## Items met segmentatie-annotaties
+++++

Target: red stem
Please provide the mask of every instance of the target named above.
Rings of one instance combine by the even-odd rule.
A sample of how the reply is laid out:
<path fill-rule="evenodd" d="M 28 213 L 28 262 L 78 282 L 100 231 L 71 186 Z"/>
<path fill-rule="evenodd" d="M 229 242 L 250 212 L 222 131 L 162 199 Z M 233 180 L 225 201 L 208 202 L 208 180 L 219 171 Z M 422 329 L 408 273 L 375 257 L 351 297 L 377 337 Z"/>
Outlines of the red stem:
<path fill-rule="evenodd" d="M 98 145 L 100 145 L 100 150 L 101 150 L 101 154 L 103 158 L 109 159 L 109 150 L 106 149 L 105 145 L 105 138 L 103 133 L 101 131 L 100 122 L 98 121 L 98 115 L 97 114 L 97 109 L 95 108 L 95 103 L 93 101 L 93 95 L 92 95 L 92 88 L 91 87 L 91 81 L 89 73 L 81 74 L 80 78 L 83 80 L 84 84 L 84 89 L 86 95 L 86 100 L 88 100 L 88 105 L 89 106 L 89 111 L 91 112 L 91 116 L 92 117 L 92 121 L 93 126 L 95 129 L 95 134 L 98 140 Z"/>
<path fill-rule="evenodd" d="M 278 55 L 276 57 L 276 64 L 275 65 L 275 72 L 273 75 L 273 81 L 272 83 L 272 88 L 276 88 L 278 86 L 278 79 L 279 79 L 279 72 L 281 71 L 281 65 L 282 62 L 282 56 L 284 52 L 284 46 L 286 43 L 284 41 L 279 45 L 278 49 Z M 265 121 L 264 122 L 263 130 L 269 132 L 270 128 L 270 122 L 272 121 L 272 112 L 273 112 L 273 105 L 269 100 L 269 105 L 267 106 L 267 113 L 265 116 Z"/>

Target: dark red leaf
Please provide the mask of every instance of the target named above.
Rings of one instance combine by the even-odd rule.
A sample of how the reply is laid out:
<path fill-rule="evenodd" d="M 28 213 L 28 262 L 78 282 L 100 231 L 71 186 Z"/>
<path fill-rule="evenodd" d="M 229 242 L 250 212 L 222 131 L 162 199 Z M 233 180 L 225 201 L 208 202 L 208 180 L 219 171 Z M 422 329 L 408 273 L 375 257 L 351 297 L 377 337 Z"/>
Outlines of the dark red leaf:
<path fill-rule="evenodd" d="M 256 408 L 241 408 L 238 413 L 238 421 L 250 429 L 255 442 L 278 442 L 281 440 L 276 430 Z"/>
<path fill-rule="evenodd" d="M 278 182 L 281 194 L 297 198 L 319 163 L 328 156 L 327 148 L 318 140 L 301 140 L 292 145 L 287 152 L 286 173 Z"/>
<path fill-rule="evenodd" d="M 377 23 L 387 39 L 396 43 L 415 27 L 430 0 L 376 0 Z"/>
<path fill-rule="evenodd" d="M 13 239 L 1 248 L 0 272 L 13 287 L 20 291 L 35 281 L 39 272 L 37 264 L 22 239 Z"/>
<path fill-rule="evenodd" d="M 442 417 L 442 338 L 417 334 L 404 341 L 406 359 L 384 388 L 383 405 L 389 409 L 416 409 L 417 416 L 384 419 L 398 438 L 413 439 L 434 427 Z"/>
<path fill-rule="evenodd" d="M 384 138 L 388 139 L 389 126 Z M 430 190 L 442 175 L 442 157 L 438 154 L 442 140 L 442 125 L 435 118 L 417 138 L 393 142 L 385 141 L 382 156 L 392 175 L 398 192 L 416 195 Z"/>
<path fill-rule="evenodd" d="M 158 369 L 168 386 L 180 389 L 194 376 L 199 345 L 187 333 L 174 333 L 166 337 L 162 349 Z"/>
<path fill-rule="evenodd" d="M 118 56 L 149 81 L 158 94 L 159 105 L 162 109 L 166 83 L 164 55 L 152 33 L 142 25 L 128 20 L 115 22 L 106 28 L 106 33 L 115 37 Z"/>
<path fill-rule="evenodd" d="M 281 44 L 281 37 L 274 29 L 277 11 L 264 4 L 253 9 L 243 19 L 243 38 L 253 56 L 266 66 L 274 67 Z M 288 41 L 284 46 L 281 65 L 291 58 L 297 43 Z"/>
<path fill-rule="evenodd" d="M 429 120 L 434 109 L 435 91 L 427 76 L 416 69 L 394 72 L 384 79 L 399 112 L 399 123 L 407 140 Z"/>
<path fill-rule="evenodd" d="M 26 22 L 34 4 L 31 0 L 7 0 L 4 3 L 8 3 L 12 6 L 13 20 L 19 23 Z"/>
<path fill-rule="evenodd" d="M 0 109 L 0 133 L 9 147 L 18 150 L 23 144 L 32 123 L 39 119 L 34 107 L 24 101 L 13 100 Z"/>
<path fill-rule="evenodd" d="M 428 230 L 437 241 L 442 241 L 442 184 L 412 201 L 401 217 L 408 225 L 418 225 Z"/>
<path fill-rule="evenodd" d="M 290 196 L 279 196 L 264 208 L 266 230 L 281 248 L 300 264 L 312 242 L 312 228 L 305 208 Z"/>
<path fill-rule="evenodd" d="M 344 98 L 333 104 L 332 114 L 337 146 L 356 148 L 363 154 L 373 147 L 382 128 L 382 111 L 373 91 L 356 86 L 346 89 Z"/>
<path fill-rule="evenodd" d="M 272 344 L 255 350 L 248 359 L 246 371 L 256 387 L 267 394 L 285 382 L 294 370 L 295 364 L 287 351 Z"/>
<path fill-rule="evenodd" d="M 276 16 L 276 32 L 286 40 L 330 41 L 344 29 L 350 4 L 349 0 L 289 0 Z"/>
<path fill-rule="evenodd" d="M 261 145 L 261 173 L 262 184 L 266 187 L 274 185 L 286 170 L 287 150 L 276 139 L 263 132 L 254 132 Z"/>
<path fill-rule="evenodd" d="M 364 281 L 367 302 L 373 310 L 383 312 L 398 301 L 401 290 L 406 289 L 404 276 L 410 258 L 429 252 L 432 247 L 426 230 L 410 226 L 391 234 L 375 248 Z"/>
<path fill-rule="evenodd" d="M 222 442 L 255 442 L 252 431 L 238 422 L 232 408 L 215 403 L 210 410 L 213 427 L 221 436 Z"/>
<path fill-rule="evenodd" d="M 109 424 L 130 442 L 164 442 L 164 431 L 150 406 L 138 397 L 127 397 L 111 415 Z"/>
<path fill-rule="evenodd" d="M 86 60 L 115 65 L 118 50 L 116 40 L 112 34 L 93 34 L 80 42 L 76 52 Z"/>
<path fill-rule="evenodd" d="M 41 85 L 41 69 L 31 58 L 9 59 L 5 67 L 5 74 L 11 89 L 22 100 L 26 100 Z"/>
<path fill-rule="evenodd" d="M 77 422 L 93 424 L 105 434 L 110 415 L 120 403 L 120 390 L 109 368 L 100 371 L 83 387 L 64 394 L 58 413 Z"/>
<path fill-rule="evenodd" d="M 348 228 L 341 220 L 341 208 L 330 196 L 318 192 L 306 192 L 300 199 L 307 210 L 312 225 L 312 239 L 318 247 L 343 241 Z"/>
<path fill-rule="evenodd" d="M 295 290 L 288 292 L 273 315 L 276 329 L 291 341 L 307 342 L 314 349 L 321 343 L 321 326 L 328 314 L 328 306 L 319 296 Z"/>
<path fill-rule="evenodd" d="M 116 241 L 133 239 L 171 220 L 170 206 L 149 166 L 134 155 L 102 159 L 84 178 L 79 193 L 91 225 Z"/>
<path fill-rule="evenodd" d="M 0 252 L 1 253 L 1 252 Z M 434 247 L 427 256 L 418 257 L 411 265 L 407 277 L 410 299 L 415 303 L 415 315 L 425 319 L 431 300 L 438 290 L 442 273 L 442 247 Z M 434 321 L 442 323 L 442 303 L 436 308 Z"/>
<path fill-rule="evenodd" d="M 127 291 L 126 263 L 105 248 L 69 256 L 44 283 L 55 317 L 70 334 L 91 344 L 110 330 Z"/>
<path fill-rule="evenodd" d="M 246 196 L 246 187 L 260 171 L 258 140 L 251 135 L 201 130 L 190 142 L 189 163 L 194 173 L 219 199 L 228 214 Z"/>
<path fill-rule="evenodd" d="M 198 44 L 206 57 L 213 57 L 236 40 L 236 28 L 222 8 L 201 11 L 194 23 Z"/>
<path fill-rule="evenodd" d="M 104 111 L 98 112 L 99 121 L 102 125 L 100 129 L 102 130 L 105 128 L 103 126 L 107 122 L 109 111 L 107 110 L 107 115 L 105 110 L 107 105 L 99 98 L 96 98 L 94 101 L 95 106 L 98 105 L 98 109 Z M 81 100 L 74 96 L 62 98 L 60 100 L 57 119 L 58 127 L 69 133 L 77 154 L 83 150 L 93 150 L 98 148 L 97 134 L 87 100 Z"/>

+++++

## Wat te maken
Haal uit de items hierboven elke regel die het woord "leaf" bevat.

## Volledig antwoord
Target: dark red leaf
Outlines of the dark red leaf:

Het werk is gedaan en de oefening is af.